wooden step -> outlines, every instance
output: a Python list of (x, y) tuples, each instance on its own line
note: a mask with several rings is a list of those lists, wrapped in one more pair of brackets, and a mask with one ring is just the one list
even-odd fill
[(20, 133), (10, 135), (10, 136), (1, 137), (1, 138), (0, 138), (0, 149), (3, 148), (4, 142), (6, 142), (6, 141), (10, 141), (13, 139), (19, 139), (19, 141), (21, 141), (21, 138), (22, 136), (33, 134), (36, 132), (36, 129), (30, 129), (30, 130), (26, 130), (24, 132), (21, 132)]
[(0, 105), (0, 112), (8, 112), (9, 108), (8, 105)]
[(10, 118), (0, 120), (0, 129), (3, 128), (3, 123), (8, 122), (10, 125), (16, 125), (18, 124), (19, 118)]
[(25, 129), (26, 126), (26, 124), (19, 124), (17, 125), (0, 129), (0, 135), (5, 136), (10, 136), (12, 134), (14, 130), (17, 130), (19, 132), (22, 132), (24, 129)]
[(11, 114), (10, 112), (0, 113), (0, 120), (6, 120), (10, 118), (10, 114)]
...
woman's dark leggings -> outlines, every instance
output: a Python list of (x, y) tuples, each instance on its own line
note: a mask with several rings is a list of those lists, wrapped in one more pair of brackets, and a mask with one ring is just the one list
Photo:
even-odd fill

WORK INSTRUCTIONS
Starting at the line that has "wooden step -> outlines, every instance" and stopping after the line that has "[(0, 105), (0, 112), (8, 112), (9, 108), (8, 105)]", write those lines out again with "outlines" swapped for "contours" and everything else left unchanged.

EXERCISE ANSWER
wooden step -> contours, every instance
output: a Python list of (x, y) tuples, each instance on its own line
note: a mask with several rings is a list of those lists, wrapped in one more pair of brackets, and a mask with one ring is just the one list
even-odd fill
[(20, 133), (10, 135), (10, 136), (1, 137), (1, 138), (0, 138), (0, 149), (3, 148), (4, 142), (6, 142), (6, 141), (10, 141), (13, 139), (19, 139), (19, 141), (21, 141), (21, 138), (22, 136), (33, 134), (36, 132), (36, 129), (30, 129), (30, 130), (26, 130), (24, 132), (21, 132)]
[(0, 105), (0, 112), (8, 112), (9, 108), (8, 105)]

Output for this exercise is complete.